Monday, May. 19, 1958
The Deadly Pattern
They call it Olaotha, and pray to the goddess Ma Olaichandi to keep it away. But each year the people of Calcutta know that before the reviving monsoon rains arrive some time in June, the infection will sweep through their steaming and fetid streets, sometimes killing as many as half of those it touches. Even for a city stamped by the World Health Organization as the "worst cholera epidemic area in the world," this year's outbreak has been especially bad. At one point the Nilratan Sarkar hospital, which specializes in treating the disease, was admitting a new patient every four minutes, the highest admission rate the hospital has known in 20 years.
All day, vans equipped with loudspeakers drive through the city begging people to get inoculated. In narrow alleys drummers parade like town criers, carrying the same message. But as in every year, all these efforts have come too late. Though 400 inoculators have been at work since November, they reached only 300,000 out of 4,000,000 people in five months. One reason: the money for the necessary hypodermic syringes just never showed up. When the epidemic struck in earnest, five of the city's 22 ambulances had been condemned as useless, and ten more were under repair. Only one driver was on duty at a time to answer calls for help.

◆ **EXERCISE TASKS**:
1/ In the article about Calcutta's cholera outbreak, how often was the Nilratan Sarkar hospital admitting a new patient at one point?
2/ Carry on the article about Calcutta's cholera outbreak, picking up after its last sentence.
The rows that come next are not needed.

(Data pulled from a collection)
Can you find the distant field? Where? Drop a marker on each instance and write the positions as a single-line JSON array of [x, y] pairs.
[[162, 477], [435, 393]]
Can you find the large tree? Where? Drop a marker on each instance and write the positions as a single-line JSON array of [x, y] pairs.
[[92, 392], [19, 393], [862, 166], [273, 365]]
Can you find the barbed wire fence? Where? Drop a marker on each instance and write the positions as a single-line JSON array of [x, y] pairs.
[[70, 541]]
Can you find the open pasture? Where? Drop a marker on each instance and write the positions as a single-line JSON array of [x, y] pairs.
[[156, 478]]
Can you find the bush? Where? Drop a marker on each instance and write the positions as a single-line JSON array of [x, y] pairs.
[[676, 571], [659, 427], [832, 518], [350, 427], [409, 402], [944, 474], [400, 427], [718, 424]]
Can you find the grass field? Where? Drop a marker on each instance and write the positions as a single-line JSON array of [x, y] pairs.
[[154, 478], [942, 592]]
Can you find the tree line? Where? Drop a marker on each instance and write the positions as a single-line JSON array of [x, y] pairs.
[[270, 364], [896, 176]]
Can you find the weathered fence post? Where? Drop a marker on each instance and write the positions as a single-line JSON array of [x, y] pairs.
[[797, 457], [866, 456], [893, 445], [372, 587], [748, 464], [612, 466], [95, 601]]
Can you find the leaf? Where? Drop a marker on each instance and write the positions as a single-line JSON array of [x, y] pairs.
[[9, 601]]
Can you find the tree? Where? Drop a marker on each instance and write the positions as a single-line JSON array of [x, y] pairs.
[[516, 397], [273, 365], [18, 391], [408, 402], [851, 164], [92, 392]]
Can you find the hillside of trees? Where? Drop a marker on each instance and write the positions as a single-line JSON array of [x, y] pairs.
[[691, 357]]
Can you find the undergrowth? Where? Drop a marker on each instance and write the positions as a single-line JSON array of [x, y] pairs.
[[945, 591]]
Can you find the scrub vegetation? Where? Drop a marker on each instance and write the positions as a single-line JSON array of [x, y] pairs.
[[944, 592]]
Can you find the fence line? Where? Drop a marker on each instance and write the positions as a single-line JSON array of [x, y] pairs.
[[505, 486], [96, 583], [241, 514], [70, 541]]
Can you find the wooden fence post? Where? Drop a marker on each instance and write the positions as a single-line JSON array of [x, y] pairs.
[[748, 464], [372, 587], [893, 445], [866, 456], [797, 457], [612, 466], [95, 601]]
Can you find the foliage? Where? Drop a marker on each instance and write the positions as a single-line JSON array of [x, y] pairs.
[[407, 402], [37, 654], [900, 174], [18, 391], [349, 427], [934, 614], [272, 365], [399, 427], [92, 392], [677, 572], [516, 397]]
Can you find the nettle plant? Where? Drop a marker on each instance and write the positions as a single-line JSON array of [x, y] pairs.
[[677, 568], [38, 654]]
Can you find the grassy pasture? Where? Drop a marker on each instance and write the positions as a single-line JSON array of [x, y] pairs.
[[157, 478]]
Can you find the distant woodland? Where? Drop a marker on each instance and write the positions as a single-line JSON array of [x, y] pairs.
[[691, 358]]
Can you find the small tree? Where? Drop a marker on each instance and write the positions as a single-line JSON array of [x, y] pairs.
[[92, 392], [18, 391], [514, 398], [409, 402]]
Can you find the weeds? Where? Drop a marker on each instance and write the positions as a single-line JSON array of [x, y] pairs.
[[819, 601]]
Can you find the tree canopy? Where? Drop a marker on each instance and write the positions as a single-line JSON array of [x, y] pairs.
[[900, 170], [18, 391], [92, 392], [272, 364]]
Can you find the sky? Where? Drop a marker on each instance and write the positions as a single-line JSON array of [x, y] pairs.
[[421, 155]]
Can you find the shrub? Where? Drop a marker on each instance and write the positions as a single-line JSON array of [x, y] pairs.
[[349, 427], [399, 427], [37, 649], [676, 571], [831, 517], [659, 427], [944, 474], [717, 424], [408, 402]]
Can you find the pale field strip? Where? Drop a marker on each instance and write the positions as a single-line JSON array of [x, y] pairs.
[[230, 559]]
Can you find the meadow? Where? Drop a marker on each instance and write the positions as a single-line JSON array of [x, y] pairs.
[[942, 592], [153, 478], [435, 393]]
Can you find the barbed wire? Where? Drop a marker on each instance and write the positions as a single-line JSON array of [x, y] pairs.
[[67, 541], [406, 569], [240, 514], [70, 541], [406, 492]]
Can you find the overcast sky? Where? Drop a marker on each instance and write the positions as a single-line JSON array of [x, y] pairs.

◆ **ANSWERS BY TASK**:
1/ Every four minutes.

2/
Everyone knows that Calcutta's water system is precariously close to collapse, but it has not been overhauled since 1926. Sewage invariably seeps into the drinking water, carrying possible death to every tap. In spite of a belated garbage-collecting campaign, piles of refuse still lie festering along Calcutta's winding "gullies," and on street after street, vendors of rotting food still hawk their fly-infested wares. In the teeming bus tees (slums), where people drink out of the same slimy ponds they wash in, the disease spreads relentlessly from hut to hut, bringing with it its agonizing retching and diarrhea. In one week alone nearly 1,000 people died--yet India's government continues to be too little and too late with help. Said one bitter physician after ten hours with his vomiting patients: "We don't mind hard work if it is worthwhile. But after a time the epidemic will subside only to recur the same time next year, and the pattern it will follow will be identical and without any improvement."